DOCUMENT PASSAGE =>

※ ※ ※

To complete the chronology of events, the respondent herein, challenged the order dated 19.4.1993 by filing Claim Petition No.1393 of 1993 before the State Public Services Tribunal, Lucknow, in which he alleged lack of opportunity of hearing, non-supply of vital documents, denial of opportunity to cross-examine the witnesses and breach of Civil Services (Classification, Control & Appeal) Rules. He further submitted that the impugned punishment amounted to a major punishment which warranted full-fledged enquiry, whereas what was held was a summary enquiry and consequently, the said order dated 19.4.1993 was arbitrary, illegal and bad in law.

The said claim petition was contested by the appellants herein stating, that, the delinquent had committed serious financial irregularities in performance of his duties; that the copies of all relevant documents in support of the charges were supplied; that inspection of the documents was also given; and that the said order dated 19.4.1993 was passed after giving full opportunity of hearing to the respondent herein. That, looking to the gravity of charges, appropriate punishment of reduction to the lowest stage in the time scale was awarded both justifiably and in accordance with the provisions of Civil Services (Conduct & Disciplinary) Rules.

By judgment and order dated 28.2.1998, the Tribunal, held, that, the punishment of reduction to the lowest stage of the pay scale was a major punishment; that the charge-sheeted employee was not supplied with the necessary documents despite repeated demands; that out of 48 charges, no details of the documents in support of 39 charges were ever given; that mere permission to inspect the documents was not sufficient compliance of law, particularly when 48 charges were levelled;

that the respondent herein was prevented from cross-examining the witnesses; that he was not allowed to produce defence evidence; that no reasons have been given by the disciplinary authority for not accepting the punishment proposed by the Enquiry Officer and consequently, the Tribunal quashed the said order dated 19.4.1993, with liberty to the appellants to hold the departmental enquiry, afresh, if so advised, keeping in mind the factum of respondent's retirement in 1994. By the impugned judgment, the Tribunal gave liberty to the appellants to hold the departmental enquiry by observing that charges levelled against the respondent were of serious nature.

Since there is the controversy regarding text of the operative part of the judgment of the Tribunal, we quote herein below the said part, in extenso:


The petitioner's petition is allowed in the manner that the punishment order dated 19.4.1993, contained in Annexure No.15 and the appellate order dated 27.4.1994 annexed with the amendment application are quashed as illegal and it is directed that the petitioner should be allowed the consequential service benefits in accordance with law. Petitioner's prayer for the payment of salary etc. for the suspension period is not allowed since the matter relating to it is a subjudiced before the Hon'ble High Court. It is further directed that the opposite parties shall be at liberty to hold departmental enquiry against the petitioner afresh as observed above. The departmental enquiry should be initiated within four months from the date of communication of the order and it should then be completed within another four months and the service benefits given to the petitioner shall be subject to the final result of the enquiry. In case no enquiry is held within the stipulated period, the petitioner shall be entitled to get the consequential service benefits accordingly as per rules." As stated above, being aggrieved by the decision of the Tribunal dated 28.2.1998, the appellants herein, moved the High Court vide CMWP No.9951 of 2002 whereas the respondent herein moved the High Court by way of CMWP No.41586 of 1999 claiming arrears of salary (including difference of pay for suspension period) and allowances as the enquiry was not completed within the stipulated period as ordered by the Tribunal vide its decision dated 28.2.1998.

※ ※ ※

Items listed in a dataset
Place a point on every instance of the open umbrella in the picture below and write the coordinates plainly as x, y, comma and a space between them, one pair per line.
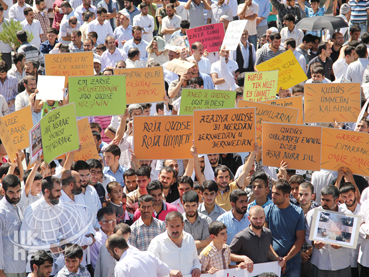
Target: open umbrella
318, 23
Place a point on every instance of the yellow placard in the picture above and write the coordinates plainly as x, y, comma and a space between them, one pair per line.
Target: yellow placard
290, 102
224, 130
270, 113
260, 86
143, 85
163, 137
290, 71
298, 145
341, 148
7, 140
18, 124
86, 140
70, 64
330, 102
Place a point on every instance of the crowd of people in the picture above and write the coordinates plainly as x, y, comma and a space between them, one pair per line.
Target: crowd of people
120, 216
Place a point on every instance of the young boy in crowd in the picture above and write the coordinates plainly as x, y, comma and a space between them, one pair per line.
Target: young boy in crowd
118, 202
217, 255
73, 257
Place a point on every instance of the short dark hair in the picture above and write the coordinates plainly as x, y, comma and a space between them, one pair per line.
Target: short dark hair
186, 180
306, 185
222, 168
299, 179
80, 165
154, 185
93, 163
185, 24
260, 176
361, 50
190, 196
236, 194
114, 149
143, 171
330, 190
104, 211
40, 258
283, 186
48, 183
10, 181
145, 198
289, 17
346, 187
274, 35
73, 251
216, 227
210, 185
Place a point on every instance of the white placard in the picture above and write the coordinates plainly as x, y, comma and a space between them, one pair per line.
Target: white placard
233, 34
50, 87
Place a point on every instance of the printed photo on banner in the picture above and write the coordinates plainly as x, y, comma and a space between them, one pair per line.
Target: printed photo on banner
35, 143
335, 228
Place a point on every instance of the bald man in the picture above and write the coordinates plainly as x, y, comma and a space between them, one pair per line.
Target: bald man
254, 237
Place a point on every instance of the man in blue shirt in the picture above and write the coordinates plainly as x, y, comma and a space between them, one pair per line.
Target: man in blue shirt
236, 219
113, 168
287, 223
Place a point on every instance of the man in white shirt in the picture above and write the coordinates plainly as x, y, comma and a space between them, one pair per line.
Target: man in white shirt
176, 248
32, 26
222, 72
355, 70
21, 100
112, 54
197, 50
16, 11
170, 23
101, 26
145, 21
290, 31
134, 263
341, 65
290, 44
137, 42
123, 33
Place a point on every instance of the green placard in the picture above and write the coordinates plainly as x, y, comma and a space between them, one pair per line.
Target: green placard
59, 132
98, 95
206, 99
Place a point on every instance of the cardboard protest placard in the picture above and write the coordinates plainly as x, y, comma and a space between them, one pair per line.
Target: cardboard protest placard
143, 85
224, 130
70, 64
341, 148
330, 102
298, 145
86, 140
7, 140
290, 71
179, 67
269, 113
44, 83
205, 99
98, 95
59, 132
18, 124
233, 34
260, 86
211, 36
163, 137
289, 102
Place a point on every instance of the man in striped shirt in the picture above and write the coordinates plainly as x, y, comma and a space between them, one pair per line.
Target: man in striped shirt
272, 50
359, 14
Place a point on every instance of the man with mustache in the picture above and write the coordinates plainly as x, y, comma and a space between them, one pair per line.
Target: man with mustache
182, 248
11, 215
328, 258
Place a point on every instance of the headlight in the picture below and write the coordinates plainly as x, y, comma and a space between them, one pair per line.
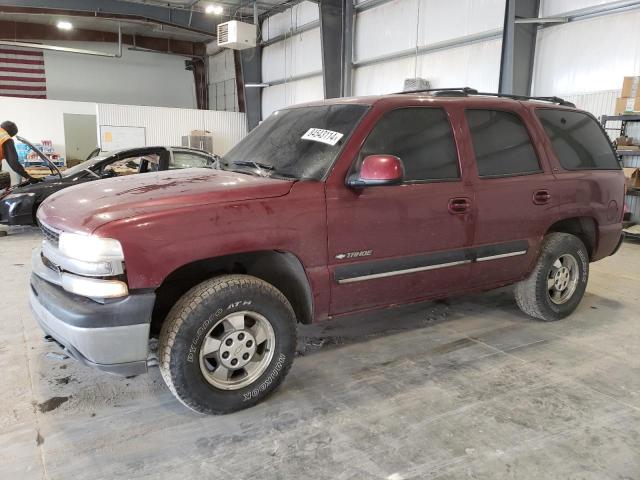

※ ※ ※

PROBLEM DESCRIPTION =>
Continue the court judgment passage on the employee's claim petition and the Tribunal's order, starting after its last sentence. The material plays no part in what comes next.

RESULT OF THE TASK =>
By the impugned judgments dated 30.01.2003, the writ petition filed by the appellants being CMWP No.9951 of 2002 stood dismissed whereas CMWP No.41586 of 1999 filed by the respondent herein was allowed with a direction to pay the arrears of salary, allowances and all consequential benefits with interest @ 10% per annum. Accordingly, the appellants applied to this Court under Article 136 and have obtained special leave to appeal against the impugned judgments.

The contention urged before us by the appellants is that the High Court had erred in directing the appellants to pay the difference in salary for the period of suspension with all benefits with 10% interest without deciding upon the rights of the appellants to continue the departmental proceedings instituted prior to the respondent's retirement under regulation 351-A of U.P. Civil Service Regulations (relating to pension).

It was urged on behalf of the appellants that they had right to continue the departmental proceedings for which leave was granted by the Tribunal, without Governor's sanction to enable them to deduct or withhold the pension in entirety or in part under the said regulation.

Per contra, it was urged on behalf of the respondent herein that no such right vested in the appellants after 1994 (when the respondent retired) and particularly when the departmental proceedings were not completed within the stipulated period.

In the case of State of U.P. v. Brahm Datt Sharma & Another reported in [(1987) 2 SCC 179], this Court held that under regulation 351-A of U.P. Civil Service Regulations, the Government was authorized to withhold or reduce pension and merely because a Government servant retired from service on attaining the age of superannuation, he cannot escape the liability for misconduct and negligence or financial irregularities, which he may have committed during the period of his service. This decision has been followed by this Court in the case of Takhatray Shivadattray Mankad v. State of Gujarat reported in [1989 Supp. (2) SCC 110, paras 24 & 25].

There is merit in the argument advanced on behalf of the appellants. As stated above, the respondent herein, had moved the High Court under Article 226 of the Constitution for difference in the pay during the period of suspension and for consequential benefits. Before the High Court, the appellants submitted that they had the right to deduct or withhold the pension either in part or in toto on account of the alleged financial irregularities. In our view, the questions indicated above ought to have been decided by the High Court particularly before ordering payment with interest @ 10% per annum. Moreover, applicability of regulation 351-A requires compliance of pre-conditions including the period of limitation for holding the enquiry. Hence, the High Court ought to have examined the scope and the applicability of the said regulation in the light of the facts and circumstances of this case.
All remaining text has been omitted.